**PROBLEM TO SOLVE**.
Copy all of the lines below, changing every "scaffolding" to "framework" and leaving everything else as it is.

[Excerpt from a dataset]
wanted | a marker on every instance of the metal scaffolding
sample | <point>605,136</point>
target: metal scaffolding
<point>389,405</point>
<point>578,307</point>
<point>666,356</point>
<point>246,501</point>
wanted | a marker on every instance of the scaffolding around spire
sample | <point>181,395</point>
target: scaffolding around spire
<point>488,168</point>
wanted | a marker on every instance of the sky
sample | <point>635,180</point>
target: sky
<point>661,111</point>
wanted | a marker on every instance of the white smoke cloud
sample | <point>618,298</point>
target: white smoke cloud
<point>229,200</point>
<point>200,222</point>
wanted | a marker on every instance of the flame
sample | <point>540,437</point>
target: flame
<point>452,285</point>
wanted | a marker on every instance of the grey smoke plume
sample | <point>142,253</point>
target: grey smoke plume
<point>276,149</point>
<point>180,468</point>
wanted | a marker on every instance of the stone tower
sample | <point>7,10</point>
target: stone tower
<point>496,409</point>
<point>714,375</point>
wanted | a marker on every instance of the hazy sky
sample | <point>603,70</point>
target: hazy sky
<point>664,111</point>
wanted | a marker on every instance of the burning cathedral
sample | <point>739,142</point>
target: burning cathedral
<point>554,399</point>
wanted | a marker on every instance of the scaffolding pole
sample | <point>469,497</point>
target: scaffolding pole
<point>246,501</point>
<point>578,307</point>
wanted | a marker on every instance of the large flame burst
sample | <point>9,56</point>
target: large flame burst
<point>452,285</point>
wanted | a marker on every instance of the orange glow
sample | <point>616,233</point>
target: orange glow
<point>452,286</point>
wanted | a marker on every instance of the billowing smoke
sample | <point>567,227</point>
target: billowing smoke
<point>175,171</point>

**RESPONSE BELOW**.
wanted | a marker on every instance of the metal framework
sample | <point>605,136</point>
target: metal framework
<point>389,405</point>
<point>578,307</point>
<point>666,356</point>
<point>246,501</point>
wanted | a marker on every instance of the framework around spire
sample | <point>181,395</point>
target: framework around spire
<point>488,168</point>
wanted | a marker on every instance of the sky
sample | <point>635,180</point>
target: sky
<point>661,111</point>
wanted | a marker on every instance of the white smoke cloud
sample | <point>618,298</point>
target: white smoke cloud
<point>229,200</point>
<point>200,222</point>
wanted | a marker on every instance of the flame
sample | <point>540,437</point>
target: flame
<point>452,285</point>
wanted | a marker on every instance of the grey smoke plume
sample | <point>142,253</point>
target: grey smoke plume
<point>276,149</point>
<point>180,468</point>
wanted | a marker on every instance of the stone tower
sample | <point>7,10</point>
target: stone tower
<point>496,409</point>
<point>714,375</point>
wanted | a marker on every instance of the hazy sky
sample | <point>603,70</point>
target: hazy sky
<point>664,111</point>
wanted | a marker on every instance of the burning cathedral
sample | <point>739,142</point>
target: burning cathedral
<point>554,399</point>
wanted | a marker on every instance of the framework pole
sample | <point>469,497</point>
target: framework pole
<point>246,501</point>
<point>578,307</point>
wanted | a marker on every instance of the large flame burst
sample | <point>9,56</point>
target: large flame burst
<point>452,285</point>
wanted | a marker on every instance of the orange glow
sample | <point>616,233</point>
target: orange glow
<point>452,286</point>
wanted | a marker on every instance of the billowing smoke
sample | <point>567,227</point>
target: billowing smoke
<point>175,171</point>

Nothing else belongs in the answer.